**WHAT IS NEEDED**
Reproduce the records exactly.

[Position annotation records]
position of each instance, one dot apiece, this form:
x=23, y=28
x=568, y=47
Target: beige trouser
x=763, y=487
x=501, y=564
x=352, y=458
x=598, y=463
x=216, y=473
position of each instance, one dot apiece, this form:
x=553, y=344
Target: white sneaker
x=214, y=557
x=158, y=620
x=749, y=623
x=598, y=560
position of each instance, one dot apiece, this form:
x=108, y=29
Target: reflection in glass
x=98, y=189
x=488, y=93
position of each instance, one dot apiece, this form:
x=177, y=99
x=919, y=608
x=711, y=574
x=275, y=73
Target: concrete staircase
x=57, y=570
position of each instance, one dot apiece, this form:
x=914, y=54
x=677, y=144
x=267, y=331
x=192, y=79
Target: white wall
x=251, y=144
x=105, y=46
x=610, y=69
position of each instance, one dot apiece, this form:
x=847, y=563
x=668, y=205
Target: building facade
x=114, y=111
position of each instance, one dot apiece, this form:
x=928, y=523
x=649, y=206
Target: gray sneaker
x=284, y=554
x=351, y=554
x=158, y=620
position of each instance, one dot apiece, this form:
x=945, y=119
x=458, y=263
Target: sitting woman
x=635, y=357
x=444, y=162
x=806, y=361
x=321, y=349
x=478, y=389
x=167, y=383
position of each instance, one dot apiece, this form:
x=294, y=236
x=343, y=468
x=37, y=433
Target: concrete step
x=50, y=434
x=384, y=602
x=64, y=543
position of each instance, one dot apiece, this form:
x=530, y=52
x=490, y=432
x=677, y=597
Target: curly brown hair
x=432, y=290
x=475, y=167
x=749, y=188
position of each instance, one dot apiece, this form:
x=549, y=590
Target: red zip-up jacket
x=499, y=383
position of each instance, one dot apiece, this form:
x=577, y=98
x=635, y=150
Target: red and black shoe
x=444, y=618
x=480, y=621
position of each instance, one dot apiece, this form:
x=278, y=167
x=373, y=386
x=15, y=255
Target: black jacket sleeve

**EXERCISE RESULT**
position of each instance, one dot apiece, this form:
x=23, y=28
x=568, y=47
Target: beige trouser
x=763, y=487
x=501, y=564
x=352, y=458
x=598, y=463
x=216, y=473
position of each instance, one dot apiece, this form:
x=553, y=344
Target: white sneaker
x=214, y=557
x=158, y=620
x=749, y=623
x=598, y=560
position of each instance, one dot apiece, this form:
x=108, y=29
Target: reflection in glass
x=98, y=189
x=488, y=93
position of each instance, one dot apiece, this form:
x=177, y=99
x=919, y=608
x=711, y=574
x=275, y=73
Target: concrete staircase
x=57, y=570
position of each instance, one dot apiece, this form:
x=914, y=54
x=677, y=144
x=267, y=331
x=192, y=79
Target: white wall
x=251, y=144
x=105, y=46
x=610, y=69
position of each instance, one dot apiece, this form:
x=847, y=563
x=668, y=205
Target: building facade
x=114, y=111
position of each instance, one dot apiece, this form:
x=928, y=523
x=649, y=206
Target: gray sneaker
x=284, y=554
x=351, y=554
x=158, y=620
position of each instance, one dot apiece, this form:
x=945, y=119
x=458, y=263
Target: sitting woman
x=635, y=357
x=444, y=162
x=806, y=361
x=321, y=349
x=478, y=389
x=167, y=383
position of each instance, one dot apiece, this form:
x=294, y=236
x=343, y=468
x=37, y=433
Target: concrete step
x=50, y=434
x=384, y=602
x=64, y=543
position of each instance, one dot apiece, this form:
x=530, y=52
x=490, y=432
x=677, y=597
Target: curly brown hair
x=432, y=290
x=475, y=167
x=749, y=188
position of each instance, one dot apiece, this form:
x=549, y=590
Target: red zip-up jacket
x=499, y=383
position of each instance, one dot apiece, this form:
x=577, y=98
x=635, y=150
Target: red and black shoe
x=444, y=618
x=480, y=621
position of each instance, one dot apiece, this form:
x=278, y=167
x=373, y=386
x=15, y=255
Target: black jacket sleeve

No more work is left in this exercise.